----- DATA EXTRACT -----
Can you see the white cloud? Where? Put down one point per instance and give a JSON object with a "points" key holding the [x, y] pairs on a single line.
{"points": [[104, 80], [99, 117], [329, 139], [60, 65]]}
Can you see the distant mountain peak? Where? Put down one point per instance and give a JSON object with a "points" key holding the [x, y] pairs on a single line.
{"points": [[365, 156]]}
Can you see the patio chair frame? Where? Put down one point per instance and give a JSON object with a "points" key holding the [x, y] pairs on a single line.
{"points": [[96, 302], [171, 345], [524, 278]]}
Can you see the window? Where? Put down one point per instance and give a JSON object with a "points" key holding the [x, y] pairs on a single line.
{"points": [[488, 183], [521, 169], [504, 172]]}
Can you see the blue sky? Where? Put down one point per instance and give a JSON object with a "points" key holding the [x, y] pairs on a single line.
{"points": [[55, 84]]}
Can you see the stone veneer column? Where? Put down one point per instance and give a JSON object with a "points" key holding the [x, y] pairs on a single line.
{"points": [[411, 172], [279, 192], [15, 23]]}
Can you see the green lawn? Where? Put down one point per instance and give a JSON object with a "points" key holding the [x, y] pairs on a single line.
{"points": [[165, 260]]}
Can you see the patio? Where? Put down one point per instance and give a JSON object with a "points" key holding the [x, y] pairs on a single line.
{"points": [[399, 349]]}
-----
# WHAT IS REQUIRED
Print every one of the records above again, character for character, keeping their order and line breaks.

# THE COMPLETED TASK
Can you see the white cloud? Where? Put down one point per instance and give a JSON object with a "points" key holding the [x, y] pairs on a single line.
{"points": [[104, 80], [99, 117], [329, 139], [60, 65]]}
Can you see the distant mountain peak? Where? Put down one point per instance and give a JSON object with a "points" key holding the [x, y] pairs on a single line.
{"points": [[365, 156]]}
Can you see the patio chair frame? Where? Put down one point per instance and give a JSON object with a "points" key holding the [x, y] pairs on a single line.
{"points": [[96, 302], [171, 345], [524, 278]]}
Can you see the window? Where? Put down one point per instance and give a JSON object with a "points" key holding the [x, y] pairs on a single line.
{"points": [[488, 183], [521, 169], [504, 172]]}
Can you see the blue sky? Where? Put down one point per instance and give a JSON object with a "points" key holding the [x, y] pairs on a single line.
{"points": [[55, 84]]}
Can you see the stone veneer column? Where? Put down one point per instance and give a JSON object with a "points" key holding the [x, y] pairs on a single line.
{"points": [[411, 172], [279, 192], [15, 23]]}
Can you see the green lawn? Where? Put down one point per instance and give a JSON object with a "points" key holding the [x, y] pairs on a single line.
{"points": [[165, 260]]}
Can you see the patio? Where? Put down one point per instance and give a JSON object with a "points" key holding the [x, y] pairs on a single line.
{"points": [[399, 349]]}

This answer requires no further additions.